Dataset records
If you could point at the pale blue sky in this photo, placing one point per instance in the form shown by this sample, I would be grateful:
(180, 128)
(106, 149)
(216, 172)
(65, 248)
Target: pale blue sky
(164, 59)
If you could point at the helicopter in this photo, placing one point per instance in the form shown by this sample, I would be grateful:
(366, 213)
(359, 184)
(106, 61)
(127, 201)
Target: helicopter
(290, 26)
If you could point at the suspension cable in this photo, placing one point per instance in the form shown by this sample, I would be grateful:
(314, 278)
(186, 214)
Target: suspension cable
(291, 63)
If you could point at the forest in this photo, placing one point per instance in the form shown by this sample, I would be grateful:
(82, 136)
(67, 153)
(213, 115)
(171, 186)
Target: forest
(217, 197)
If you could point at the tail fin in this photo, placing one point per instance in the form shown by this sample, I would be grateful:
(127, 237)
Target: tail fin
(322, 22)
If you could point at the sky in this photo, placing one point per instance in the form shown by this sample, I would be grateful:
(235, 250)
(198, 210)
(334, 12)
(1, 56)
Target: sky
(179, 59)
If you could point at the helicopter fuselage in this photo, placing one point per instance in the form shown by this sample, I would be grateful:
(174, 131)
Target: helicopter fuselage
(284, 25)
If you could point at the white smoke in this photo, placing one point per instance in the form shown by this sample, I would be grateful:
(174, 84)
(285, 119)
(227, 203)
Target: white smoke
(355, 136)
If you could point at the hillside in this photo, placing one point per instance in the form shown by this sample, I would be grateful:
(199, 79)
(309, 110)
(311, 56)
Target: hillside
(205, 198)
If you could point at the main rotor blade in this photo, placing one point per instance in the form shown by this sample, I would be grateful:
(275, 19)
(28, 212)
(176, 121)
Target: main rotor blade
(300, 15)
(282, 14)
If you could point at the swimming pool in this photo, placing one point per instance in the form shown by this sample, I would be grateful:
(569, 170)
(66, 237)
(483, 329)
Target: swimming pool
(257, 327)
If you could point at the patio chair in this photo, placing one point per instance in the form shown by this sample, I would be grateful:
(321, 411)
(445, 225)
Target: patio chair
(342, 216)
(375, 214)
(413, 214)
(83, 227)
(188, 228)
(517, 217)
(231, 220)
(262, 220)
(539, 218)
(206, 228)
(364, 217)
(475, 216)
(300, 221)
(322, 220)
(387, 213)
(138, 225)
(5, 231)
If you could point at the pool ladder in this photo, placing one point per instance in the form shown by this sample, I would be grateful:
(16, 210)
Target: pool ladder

- _What the task requires_: Within the entries above, find each line where "ladder" appears; copy every one.

- _Answer box_:
If you could point at the pool ladder in this photo, placing one point per instance in the form shown by this sample, I would be grateful:
Target: pool ladder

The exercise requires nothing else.